_What the exercise asks_: Revise the entries below by replacing each occurrence of "belem tower" with "Belém Tower" and leaving everything else unchanged.

═══ Material for the task ═══

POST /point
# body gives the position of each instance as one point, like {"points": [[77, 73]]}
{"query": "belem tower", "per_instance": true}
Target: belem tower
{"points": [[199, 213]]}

═══

_Task output_:
POST /point
# body gives the position of each instance as one point, like {"points": [[77, 73]]}
{"query": "Belém Tower", "per_instance": true}
Target: Belém Tower
{"points": [[199, 213]]}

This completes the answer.